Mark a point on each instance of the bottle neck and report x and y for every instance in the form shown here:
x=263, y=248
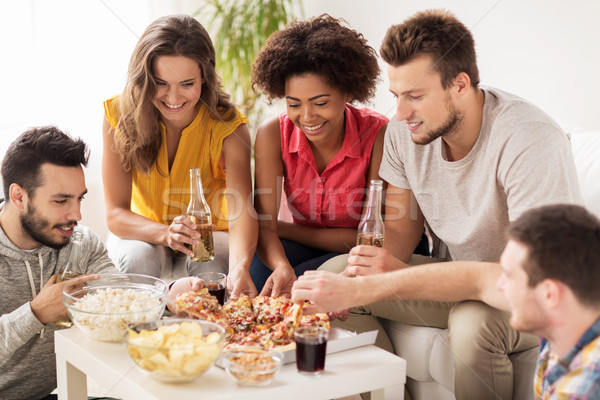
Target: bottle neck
x=374, y=202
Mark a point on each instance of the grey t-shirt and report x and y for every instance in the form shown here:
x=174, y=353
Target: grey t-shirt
x=522, y=159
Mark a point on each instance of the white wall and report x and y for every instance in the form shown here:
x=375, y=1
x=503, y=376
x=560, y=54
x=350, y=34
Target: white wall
x=62, y=58
x=547, y=51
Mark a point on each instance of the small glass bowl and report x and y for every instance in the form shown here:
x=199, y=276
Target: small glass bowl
x=175, y=349
x=102, y=308
x=251, y=368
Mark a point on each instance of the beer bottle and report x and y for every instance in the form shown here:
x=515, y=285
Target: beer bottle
x=370, y=228
x=199, y=213
x=70, y=270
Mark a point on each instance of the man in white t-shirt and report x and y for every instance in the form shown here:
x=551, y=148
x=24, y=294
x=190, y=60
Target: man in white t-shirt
x=465, y=161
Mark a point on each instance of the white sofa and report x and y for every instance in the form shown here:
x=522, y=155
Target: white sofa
x=430, y=371
x=429, y=363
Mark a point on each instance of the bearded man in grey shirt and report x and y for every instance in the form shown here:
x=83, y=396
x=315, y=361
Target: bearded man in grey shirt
x=465, y=161
x=44, y=185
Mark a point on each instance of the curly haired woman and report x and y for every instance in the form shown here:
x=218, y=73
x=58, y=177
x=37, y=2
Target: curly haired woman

● ● ●

**SHORT TASK**
Write out all the rows again, requests included, offsetting every x and y coordinate in the answers by adding 65 while keeping the sample points in the requests unchanged. Leave the pictures out.

**EXPECTED ANSWER**
Mark a point on each instance of the bottle neck and report x and y for every instance in the form shown here:
x=263, y=248
Target: bottle neck
x=439, y=267
Mark a point on each instance of the grey t-shirt and report x and y for every instance in the form shown here:
x=174, y=353
Target: grey t-shirt
x=587, y=224
Mark a point on each instance of the white wall and report x and y for every instance in the form shown here:
x=375, y=1
x=503, y=376
x=560, y=54
x=350, y=34
Target: white wall
x=127, y=123
x=612, y=116
Mark a point on each instance of the small glass bowl and report x and y for every instance in the form shown here:
x=199, y=276
Target: small glass bowl
x=240, y=414
x=167, y=373
x=316, y=433
Mark a point on each instance of the beer bottle and report x and y for every instance in the form shown here:
x=515, y=285
Target: beer bottle
x=435, y=293
x=264, y=278
x=135, y=335
Mark a point on each instance of the man in white t-shirt and report x and y for every instance in the form shown here:
x=551, y=148
x=24, y=294
x=190, y=60
Target: man in white t-shirt
x=530, y=226
Mark a point on each instance of the white sofa and report x and y for every instance in the form shown here:
x=522, y=155
Target: white sofa
x=495, y=436
x=494, y=428
Mark a point on each instance of the bearded man in grey shirt and report x and y for every instance in the form shown here:
x=83, y=396
x=315, y=361
Target: bearded man in grey shirt
x=530, y=226
x=109, y=250
Mark a point on each instance of the curly haired woman and report x and y for every instance in the form shown here:
x=218, y=73
x=58, y=177
x=37, y=2
Target: curly haired woman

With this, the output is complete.